Serie Lebenswege Aschbach kannte sie an der Ladentheke

Lebach-Aschbach · Wie ist das, von einem geliebten Menschen Abschied nehmen zu müssen? Die SZ spricht mit Angehörigen und Freunden und stellt in einer Serie Lebenswege Verstorbener vor. Heute: Theresia Conrad.

 Ihr Dorfladen „Gipser Käthchen“, später „Kaufhaus Conrad“, hat Theresia Conrad in Aschbach dorfbekannt gemacht. Sie stand bis 2004, bis zum 75. Lebensjahr, hinter der Theke. Das letzte Foto im Laden entstand aber erst 2018 nach der endgültigen Geschäftsschließung, da sie bis dahin ihrer Nachfolgerin im Laden aushalf.

Ihr Dorfladen „Gipser Käthchen“, später „Kaufhaus Conrad“, hat Theresia Conrad in Aschbach dorfbekannt gemacht. Sie stand bis 2004, bis zum 75. Lebensjahr, hinter der Theke. Das letzte Foto im Laden entstand aber erst 2018 nach der endgültigen Geschäftsschließung, da sie bis dahin ihrer Nachfolgerin im Laden aushalf.

——

SCHRIFTLICHE AUFGABE 1 ▸ Bis zu welchem Lebensjahr stand Theresia Conrad laut dem Artikel über ihren Dorfladen hinter der Theke?

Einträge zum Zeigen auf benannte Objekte
——

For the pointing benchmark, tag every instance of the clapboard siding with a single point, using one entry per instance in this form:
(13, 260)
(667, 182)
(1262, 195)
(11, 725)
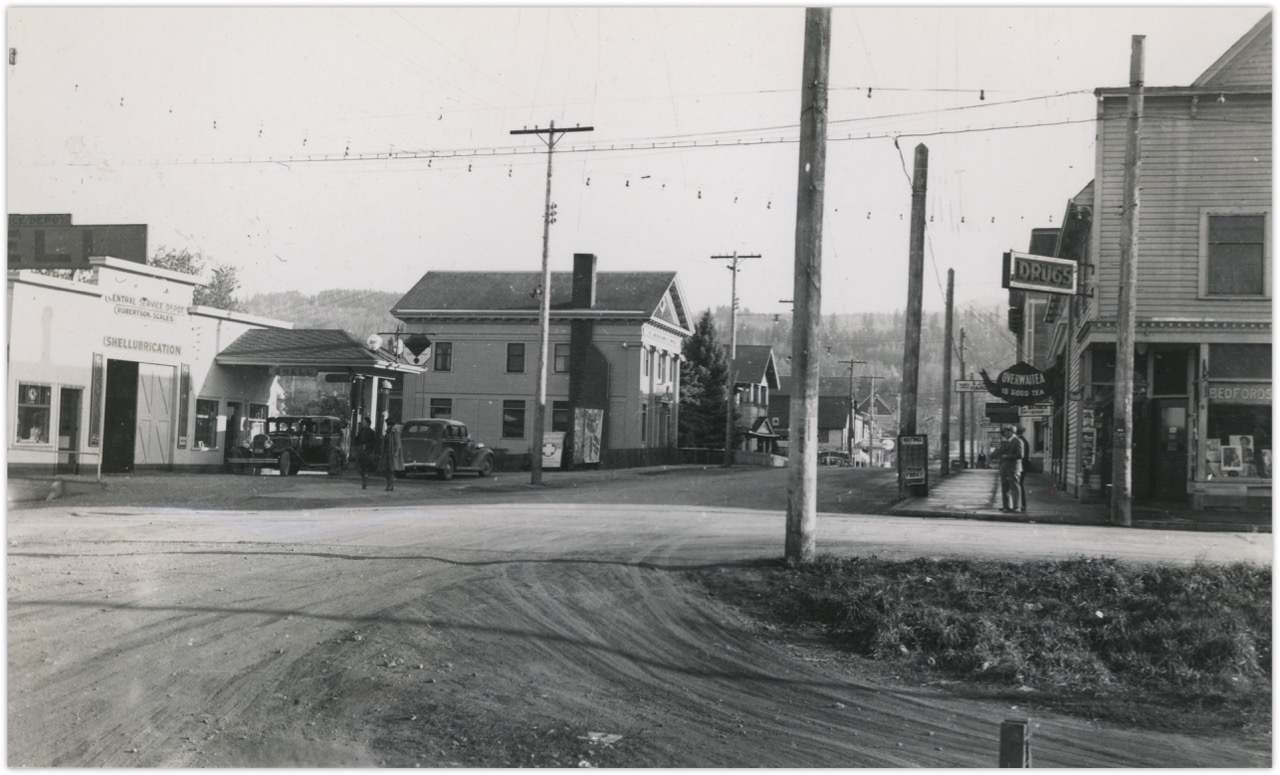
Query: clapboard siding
(1219, 158)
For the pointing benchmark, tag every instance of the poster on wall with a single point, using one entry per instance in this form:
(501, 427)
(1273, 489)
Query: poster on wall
(588, 432)
(1214, 457)
(1232, 460)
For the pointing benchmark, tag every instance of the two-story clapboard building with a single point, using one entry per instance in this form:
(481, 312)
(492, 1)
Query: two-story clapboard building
(615, 354)
(1202, 427)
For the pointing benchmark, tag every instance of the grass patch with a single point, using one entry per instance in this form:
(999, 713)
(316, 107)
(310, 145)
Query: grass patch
(1088, 633)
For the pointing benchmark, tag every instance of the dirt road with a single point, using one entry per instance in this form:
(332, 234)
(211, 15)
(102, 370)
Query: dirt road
(489, 636)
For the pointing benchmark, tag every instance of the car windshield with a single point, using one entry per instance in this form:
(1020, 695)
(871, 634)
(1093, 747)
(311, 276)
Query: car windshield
(424, 431)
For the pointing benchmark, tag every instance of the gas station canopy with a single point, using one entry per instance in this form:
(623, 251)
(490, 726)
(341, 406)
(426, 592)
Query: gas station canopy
(312, 351)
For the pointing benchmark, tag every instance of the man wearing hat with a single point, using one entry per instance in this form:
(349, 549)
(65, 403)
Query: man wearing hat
(1010, 456)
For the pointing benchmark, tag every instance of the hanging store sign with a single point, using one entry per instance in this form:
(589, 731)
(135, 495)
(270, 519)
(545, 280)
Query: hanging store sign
(1239, 392)
(1019, 384)
(1040, 273)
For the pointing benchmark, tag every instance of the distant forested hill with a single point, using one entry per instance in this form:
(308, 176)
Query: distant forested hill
(878, 338)
(360, 313)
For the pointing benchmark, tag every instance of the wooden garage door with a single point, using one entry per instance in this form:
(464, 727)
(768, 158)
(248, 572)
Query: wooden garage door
(155, 415)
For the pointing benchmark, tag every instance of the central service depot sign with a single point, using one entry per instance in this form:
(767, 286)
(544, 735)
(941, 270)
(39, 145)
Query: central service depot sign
(1040, 273)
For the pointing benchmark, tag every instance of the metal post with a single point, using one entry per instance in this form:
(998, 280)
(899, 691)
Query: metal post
(946, 377)
(1123, 438)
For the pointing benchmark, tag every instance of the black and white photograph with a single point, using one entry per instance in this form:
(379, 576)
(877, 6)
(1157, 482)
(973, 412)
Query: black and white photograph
(639, 386)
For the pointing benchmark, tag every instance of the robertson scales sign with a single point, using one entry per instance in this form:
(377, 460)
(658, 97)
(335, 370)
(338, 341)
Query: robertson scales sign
(1040, 273)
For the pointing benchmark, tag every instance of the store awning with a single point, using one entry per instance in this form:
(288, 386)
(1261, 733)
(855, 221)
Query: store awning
(312, 351)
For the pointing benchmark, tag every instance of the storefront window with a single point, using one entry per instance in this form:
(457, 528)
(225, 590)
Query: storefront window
(1238, 441)
(33, 402)
(206, 424)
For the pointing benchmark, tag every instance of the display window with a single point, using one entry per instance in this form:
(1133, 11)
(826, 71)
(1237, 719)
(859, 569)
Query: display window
(33, 405)
(1238, 423)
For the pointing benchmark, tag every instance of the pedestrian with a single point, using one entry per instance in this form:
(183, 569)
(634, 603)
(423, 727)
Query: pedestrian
(1025, 457)
(366, 450)
(1010, 456)
(393, 455)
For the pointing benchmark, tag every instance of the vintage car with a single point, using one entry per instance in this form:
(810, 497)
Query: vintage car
(444, 447)
(292, 443)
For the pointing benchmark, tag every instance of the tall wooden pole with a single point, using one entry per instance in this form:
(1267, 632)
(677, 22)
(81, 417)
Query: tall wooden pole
(946, 378)
(803, 465)
(1121, 447)
(544, 310)
(914, 295)
(731, 387)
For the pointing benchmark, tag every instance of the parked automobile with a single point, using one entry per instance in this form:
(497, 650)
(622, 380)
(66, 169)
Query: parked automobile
(292, 443)
(444, 447)
(833, 459)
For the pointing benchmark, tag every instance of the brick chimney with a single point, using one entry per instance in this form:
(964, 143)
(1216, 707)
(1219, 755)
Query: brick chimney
(584, 281)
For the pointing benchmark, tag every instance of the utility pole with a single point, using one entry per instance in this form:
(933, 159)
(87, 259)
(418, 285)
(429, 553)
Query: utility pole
(544, 311)
(871, 410)
(731, 388)
(914, 296)
(803, 468)
(1121, 447)
(964, 400)
(853, 406)
(946, 377)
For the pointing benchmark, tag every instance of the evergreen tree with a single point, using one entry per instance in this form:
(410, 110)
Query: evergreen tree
(220, 290)
(703, 387)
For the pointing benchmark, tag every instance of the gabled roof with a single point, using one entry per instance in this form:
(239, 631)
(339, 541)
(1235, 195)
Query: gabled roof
(641, 295)
(755, 365)
(321, 349)
(832, 413)
(827, 386)
(882, 407)
(1244, 64)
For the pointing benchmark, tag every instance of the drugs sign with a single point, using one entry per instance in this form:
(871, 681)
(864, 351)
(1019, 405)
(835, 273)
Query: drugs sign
(1040, 273)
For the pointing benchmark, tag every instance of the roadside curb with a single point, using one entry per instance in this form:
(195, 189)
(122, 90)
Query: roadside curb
(1065, 519)
(24, 491)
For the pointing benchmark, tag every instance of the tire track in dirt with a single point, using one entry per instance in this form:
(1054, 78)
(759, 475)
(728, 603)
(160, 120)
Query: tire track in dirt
(444, 636)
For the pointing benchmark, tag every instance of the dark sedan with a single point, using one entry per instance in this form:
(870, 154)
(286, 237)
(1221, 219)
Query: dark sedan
(444, 447)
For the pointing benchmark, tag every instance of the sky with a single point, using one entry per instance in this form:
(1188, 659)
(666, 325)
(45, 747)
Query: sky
(357, 149)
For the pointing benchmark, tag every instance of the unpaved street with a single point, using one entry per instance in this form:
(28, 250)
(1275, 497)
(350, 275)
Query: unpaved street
(492, 636)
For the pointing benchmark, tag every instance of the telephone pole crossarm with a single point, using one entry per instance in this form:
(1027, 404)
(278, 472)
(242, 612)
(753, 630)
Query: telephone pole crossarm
(535, 450)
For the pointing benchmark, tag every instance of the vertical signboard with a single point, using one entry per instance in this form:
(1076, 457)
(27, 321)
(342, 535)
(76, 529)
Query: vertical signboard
(913, 461)
(183, 402)
(588, 432)
(95, 402)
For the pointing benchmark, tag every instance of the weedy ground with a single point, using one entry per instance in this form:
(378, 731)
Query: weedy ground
(1160, 646)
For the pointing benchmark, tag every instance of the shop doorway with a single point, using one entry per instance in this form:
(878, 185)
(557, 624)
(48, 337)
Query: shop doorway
(68, 431)
(1169, 450)
(138, 416)
(119, 416)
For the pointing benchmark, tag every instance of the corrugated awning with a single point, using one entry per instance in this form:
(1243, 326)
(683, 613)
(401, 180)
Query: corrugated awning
(320, 349)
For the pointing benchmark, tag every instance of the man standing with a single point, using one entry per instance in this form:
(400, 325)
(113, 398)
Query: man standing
(366, 450)
(393, 454)
(1025, 447)
(1010, 456)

——

SCHRIFTLICHE AUFGABE 2 ▸ Schreibe die Einträge von der Zeile mit „the man standing“ bis zum Ende der Einträge, beide Enden eingeschlossen, neu und ersetze darin „man standing“ durch „person standing“, ohne sonst etwas zu verändern.

RICHTIGES ERGEBNIS 1 ▸ Bis zu ihrem 75. Lebensjahr, also bis 2004.

RICHTIGES ERGEBNIS 2 ▸
For the pointing benchmark, tag every instance of the person standing with a single point, using one entry per instance in this form:
(400, 325)
(113, 398)
Query: person standing
(366, 450)
(393, 454)
(1025, 447)
(1010, 456)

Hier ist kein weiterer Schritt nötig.